Given task: Count the lines in the material below that contain the string "white", matching case exactly. Reply with the number alone.

Excerpted data:

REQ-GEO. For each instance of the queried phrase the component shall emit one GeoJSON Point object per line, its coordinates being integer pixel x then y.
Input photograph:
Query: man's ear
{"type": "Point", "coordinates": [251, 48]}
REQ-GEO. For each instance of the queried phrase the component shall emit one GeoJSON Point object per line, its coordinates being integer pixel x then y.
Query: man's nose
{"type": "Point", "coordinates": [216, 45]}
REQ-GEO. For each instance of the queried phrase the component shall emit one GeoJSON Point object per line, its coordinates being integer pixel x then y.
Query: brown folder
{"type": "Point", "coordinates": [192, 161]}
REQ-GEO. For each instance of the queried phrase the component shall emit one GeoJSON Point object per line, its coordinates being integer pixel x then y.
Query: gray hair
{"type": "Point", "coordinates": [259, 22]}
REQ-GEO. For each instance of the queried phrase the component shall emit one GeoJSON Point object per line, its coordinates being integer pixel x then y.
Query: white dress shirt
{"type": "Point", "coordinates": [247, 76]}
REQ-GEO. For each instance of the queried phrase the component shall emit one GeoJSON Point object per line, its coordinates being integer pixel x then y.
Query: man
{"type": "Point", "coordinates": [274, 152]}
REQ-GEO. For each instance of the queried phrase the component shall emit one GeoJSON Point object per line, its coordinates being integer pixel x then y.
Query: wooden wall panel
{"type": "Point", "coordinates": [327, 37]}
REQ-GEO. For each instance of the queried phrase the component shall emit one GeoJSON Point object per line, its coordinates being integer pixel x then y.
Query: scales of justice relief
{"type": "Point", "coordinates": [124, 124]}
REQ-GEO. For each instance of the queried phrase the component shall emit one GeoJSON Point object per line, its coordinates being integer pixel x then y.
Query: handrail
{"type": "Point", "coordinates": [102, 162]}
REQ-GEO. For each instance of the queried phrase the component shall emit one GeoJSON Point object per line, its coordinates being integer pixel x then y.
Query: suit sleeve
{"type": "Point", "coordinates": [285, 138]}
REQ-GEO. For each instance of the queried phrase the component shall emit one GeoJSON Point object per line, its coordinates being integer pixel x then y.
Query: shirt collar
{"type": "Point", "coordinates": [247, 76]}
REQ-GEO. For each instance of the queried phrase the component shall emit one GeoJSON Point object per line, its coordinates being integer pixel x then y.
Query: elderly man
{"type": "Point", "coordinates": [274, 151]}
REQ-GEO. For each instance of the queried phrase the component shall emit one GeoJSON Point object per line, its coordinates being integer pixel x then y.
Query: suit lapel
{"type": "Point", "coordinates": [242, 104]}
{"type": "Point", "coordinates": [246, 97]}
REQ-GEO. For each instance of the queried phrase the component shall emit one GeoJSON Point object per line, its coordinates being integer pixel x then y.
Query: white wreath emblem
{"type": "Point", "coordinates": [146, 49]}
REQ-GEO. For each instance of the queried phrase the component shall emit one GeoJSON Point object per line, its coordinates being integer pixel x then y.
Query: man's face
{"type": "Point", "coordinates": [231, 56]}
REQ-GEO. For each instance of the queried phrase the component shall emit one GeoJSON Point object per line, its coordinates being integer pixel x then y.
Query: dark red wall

Correct output: 2